## [Okunacak Metin]
· · · · ·

Aşk Politiktir ve Aşkın En Kısa Gecesi Komiktir
14 mins read

Aşk Politiktir ve Aşkın En Kısa Gecesi Komiktir

Tiyatro aşkına açılan perdeler, verilen ödüller, asla esirgenmeyecek alkışlarıyla koca bir haftayı daha geride bıraktık. Sonbaharın kışa yatan hali yerine biz ilk baharmışçasına aşka tutunalım bu pazar. Nilüfer Belediyesi Nilüfer Kent Tiyatrosu’nun (NKT) repertuvarlarındaki ‘‘Aşkın En Kısa Gecesi’’ oyununa çağırıyorum sizi. Hadi, kahvelerinizi alın başlayalım.

Bursa Nilüfer Belediyesi’ni bu köşenin takipçileri hemen hatırlayacaktır. Her yıl eylül ayında düzenledikleri müzik festivali bu yıl ‘‘kamu yararı!’’ gözetilerek iptal edilmişti, hatırladınız mı? İşte o belediyenin bu kez çok ödüllü tiyatro ekibinden, genel sanat yönetmeninden ve oyunundan bahsedeceğim. Yasaklarla ilgili olan eski yazımın linki de şuracıkta dursun, geçmiş haftanın reytinginden sual olunmaz.

Öncelikle Nilüfer semtinin bir sanat merkezine evrilmesinde emeği geçen siyasi ve siyaset dışı herkese teşekkürler. Artık İstanbul seyircisi için de oldukça görünür hale gelen, kendisi genç, sanatçıları çok deneyimli bu ekip yaptıkları işlerle kendilerini öyle güzel var ettiler ki. Yazın bile mola vermediler ve NKT olarak yaz aylarında da tiyatro severlere, açık havada Bursa Balat Atatürk Ormanı’nda yer alan Ormandaki Kulübe Sahnesi’nde tiyatro keyfi yaşattılar.

3 Ekim tarihinde gerçekleşen 25. Yapı Kredi Afife Tiyatro Ödülleri töreninde çok sayıda dalda adaylıklarıyla isimlerinden bahsettiren ekip, ödül alma konusunda da oldukça başarılı bir performans gösterdi. Yılın En Başarılı Işık Tasarımı ve Yılın En Başarılı Sahne Tasarımı Ödülü’nü Cem Yılmazer ve Burak Etöz (1984 oyunuyla), Yılın En Başarılı Yönetmeni Ödülü’nü Murat Daltaban (1984 oyunuyla), Yılın En Başarılı Oyunu Ödülü’nü 1984 oyunu kazandı. Bu sonuçlarla NKT için çok özel bir sezon geride kalmış oldu. Yılın En İyi Kadın Oyuncu Ödülü’nü alan Özlem Zeynep Dinsel ise ‘‘Kızlar ve Oğlanlar’’ oyunundaki performansı ile ödülü alırken, birazdan bahsedeceğim Aşkın En Kısa Gecesi oyunuyla da aynı ödül kategorisinde kendine rakipti.

· · · · ·

## [Veri Kayıtları]
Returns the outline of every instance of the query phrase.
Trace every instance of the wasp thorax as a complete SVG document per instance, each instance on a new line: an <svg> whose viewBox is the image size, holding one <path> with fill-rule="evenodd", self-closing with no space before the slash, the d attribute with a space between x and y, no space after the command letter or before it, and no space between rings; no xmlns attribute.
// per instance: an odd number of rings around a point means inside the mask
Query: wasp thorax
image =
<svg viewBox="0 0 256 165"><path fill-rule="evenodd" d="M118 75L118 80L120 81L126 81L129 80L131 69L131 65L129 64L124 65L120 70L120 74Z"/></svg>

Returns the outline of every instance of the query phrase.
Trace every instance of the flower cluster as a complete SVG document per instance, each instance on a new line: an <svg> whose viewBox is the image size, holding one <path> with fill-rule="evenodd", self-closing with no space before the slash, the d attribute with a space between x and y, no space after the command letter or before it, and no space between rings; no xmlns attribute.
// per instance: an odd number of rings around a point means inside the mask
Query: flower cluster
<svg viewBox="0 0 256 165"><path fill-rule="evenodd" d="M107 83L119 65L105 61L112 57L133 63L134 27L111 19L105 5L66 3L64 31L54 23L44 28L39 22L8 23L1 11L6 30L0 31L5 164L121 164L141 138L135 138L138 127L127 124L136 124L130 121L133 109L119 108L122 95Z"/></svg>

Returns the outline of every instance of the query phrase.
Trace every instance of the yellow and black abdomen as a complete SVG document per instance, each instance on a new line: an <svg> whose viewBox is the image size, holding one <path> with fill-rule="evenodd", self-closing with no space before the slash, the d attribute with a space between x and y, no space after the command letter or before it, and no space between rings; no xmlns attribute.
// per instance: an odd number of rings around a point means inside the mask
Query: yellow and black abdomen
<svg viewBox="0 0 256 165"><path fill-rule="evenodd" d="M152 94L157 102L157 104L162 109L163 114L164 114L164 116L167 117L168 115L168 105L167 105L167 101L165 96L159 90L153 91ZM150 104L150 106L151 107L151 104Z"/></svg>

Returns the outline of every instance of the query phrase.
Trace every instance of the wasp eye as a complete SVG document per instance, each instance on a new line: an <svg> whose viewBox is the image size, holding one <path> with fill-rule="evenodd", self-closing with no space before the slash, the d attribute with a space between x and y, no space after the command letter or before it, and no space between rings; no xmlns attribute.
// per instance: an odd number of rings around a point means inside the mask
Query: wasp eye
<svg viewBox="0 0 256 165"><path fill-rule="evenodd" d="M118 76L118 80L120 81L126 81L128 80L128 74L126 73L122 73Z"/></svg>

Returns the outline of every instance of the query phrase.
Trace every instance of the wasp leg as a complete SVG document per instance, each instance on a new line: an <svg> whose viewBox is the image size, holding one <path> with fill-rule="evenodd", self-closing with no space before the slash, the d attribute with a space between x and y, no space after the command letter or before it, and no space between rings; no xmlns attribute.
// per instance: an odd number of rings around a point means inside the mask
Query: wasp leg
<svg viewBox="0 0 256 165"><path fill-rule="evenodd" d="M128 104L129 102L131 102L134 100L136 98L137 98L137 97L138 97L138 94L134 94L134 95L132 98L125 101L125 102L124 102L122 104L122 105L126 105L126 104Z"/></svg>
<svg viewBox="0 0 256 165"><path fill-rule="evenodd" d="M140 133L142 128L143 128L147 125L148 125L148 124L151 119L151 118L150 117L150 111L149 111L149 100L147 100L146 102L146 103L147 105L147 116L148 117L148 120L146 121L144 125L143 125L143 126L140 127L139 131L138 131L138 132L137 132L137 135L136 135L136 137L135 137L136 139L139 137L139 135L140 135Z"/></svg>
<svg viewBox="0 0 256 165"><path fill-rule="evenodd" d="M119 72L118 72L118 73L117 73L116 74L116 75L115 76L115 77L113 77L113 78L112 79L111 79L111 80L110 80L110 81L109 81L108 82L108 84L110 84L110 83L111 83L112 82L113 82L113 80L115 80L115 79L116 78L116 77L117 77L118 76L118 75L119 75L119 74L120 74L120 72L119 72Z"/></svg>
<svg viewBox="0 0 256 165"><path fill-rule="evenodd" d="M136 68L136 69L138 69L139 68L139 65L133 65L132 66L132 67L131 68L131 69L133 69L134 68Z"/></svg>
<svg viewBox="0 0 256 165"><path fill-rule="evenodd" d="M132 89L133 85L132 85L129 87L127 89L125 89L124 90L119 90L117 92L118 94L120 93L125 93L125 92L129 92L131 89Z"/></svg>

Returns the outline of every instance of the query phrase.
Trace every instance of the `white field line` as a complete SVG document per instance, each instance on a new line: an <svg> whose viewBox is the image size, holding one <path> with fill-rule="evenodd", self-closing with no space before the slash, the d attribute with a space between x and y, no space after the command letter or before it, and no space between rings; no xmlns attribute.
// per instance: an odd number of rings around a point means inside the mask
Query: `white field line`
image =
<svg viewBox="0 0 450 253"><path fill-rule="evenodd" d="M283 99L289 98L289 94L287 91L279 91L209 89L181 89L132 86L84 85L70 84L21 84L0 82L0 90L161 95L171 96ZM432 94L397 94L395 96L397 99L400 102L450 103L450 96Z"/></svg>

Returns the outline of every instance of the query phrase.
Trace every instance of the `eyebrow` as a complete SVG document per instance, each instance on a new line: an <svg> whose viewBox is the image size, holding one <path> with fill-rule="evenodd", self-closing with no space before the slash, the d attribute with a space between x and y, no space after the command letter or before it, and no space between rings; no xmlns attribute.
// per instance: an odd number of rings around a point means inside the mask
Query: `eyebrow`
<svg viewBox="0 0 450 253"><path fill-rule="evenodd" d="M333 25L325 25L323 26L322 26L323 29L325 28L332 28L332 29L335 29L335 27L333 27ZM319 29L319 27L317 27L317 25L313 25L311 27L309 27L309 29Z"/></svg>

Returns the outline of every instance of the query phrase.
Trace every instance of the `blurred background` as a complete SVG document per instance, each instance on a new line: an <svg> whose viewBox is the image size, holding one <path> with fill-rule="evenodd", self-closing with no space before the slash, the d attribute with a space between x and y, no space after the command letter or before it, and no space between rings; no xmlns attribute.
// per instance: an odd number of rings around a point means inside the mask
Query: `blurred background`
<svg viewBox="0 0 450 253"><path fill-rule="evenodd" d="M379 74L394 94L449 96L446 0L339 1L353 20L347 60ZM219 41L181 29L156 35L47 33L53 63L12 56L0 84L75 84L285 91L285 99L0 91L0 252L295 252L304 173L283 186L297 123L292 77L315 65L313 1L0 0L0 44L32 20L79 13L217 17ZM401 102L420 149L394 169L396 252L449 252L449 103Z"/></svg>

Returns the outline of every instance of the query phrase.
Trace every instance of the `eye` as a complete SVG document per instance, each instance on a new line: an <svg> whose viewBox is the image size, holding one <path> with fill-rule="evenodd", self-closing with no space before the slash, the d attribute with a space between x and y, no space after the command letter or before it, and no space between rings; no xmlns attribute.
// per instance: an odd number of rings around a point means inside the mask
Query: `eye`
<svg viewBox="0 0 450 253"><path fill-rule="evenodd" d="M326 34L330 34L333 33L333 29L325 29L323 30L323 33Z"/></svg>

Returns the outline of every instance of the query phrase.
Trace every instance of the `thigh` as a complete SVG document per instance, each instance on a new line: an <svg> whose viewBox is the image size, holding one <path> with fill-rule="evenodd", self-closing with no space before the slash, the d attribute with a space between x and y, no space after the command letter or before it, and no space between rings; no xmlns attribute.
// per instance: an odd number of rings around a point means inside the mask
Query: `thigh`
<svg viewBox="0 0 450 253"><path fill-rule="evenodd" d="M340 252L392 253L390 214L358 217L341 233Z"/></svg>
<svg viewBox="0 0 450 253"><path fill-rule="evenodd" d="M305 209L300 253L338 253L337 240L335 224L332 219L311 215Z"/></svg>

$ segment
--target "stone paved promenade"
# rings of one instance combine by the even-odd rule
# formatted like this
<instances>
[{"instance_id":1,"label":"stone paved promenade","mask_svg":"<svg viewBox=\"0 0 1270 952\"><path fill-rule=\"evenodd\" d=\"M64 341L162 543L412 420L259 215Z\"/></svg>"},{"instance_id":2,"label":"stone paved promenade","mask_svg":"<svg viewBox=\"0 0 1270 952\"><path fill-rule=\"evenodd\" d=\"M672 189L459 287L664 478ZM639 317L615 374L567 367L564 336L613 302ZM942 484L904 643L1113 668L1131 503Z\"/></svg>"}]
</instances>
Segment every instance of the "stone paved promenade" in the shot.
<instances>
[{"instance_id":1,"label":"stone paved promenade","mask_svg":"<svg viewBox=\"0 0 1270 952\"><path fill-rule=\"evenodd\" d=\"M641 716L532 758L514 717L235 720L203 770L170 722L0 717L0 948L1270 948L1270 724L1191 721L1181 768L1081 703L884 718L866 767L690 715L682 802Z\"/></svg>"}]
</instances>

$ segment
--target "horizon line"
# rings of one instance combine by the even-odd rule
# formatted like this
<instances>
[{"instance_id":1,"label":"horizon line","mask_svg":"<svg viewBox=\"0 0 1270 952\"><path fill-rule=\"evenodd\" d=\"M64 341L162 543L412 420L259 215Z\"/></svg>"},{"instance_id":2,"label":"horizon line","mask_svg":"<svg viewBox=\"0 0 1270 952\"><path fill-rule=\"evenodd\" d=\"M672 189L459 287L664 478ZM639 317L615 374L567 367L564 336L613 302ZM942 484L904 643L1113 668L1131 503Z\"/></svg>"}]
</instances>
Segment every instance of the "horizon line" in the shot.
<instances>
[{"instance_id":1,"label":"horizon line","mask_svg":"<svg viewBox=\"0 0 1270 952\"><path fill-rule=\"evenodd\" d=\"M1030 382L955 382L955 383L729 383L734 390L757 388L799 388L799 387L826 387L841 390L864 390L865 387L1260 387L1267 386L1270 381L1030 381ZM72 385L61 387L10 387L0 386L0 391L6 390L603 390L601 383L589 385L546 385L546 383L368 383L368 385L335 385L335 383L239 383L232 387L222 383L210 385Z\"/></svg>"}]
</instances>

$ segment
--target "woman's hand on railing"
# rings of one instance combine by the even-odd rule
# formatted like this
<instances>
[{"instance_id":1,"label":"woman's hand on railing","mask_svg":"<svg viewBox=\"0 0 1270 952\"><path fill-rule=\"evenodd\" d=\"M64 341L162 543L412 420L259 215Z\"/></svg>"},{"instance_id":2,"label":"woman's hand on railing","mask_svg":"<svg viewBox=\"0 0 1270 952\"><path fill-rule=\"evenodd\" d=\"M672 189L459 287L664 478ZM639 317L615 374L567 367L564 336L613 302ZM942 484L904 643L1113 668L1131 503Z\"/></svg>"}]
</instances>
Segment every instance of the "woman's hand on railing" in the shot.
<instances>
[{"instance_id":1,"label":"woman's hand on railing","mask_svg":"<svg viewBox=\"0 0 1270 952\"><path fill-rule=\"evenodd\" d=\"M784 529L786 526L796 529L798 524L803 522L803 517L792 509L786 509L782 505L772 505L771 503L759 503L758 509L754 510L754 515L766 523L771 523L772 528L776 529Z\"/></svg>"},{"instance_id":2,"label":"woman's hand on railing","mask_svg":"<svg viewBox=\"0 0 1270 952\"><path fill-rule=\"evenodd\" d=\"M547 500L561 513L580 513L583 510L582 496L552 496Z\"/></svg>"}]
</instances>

· · · · ·

## [Görevler]
A - Nilüfer Kent Tiyatrosu yazısında "3 Ekim tarihinde" ifadesinden "kategorisinde kendine rakipti." ifadesine kadar olan bölümü hiçbir değişiklik yapmadan çoğaltın.
B - Nilüfer Kent Tiyatrosu yazısını son cümlesinden sonra sürdürün.
Veriler başka bir kaynaktan alınmıştır.

## [Alıştırmanın Cevapları]
A -
3 Ekim tarihinde gerçekleşen 25. Yapı Kredi Afife Tiyatro Ödülleri töreninde çok sayıda dalda adaylıklarıyla isimlerinden bahsettiren ekip, ödül alma konusunda da oldukça başarılı bir performans gösterdi. Yılın En Başarılı Işık Tasarımı ve Yılın En Başarılı Sahne Tasarımı Ödülü’nü Cem Yılmazer ve Burak Etöz (1984 oyunuyla), Yılın En Başarılı Yönetmeni Ödülü’nü Murat Daltaban (1984 oyunuyla), Yılın En Başarılı Oyunu Ödülü’nü 1984 oyunu kazandı. Bu sonuçlarla NKT için çok özel bir sezon geride kalmış oldu. Yılın En İyi Kadın Oyuncu Ödülü’nü alan Özlem Zeynep Dinsel ise ‘‘Kızlar ve Oğlanlar’’ oyunundaki performansı ile ödülü alırken, birazdan bahsedeceğim Aşkın En Kısa Gecesi oyunuyla da aynı ödül kategorisinde kendine rakipti.

B -
Neden 1984 oyununu yazmadığımı soracak olursanız, cevabım hazır; George Orwell yazmak pek de kolay değil. Hele de yazar için distopya olan hikâyenin içinde bugün gerçekten yaşarken daha fazla ne yazabilir ki insan. AŞK yazabilirim işte. 1984 romanını oyunlaştıran Robert Icke ve Duncan Macmillan. Murat Daltaban rejisi ile bu bol ödüllü, görsel yönden çok zengin, farklı anlatım yollarını kullanan 1984 oyununu seyretmek isterseniz Bursa’da NKT’de ya da turne bekleyerek şehrinizde seyretmenizi elbette ki tavsiye ederim.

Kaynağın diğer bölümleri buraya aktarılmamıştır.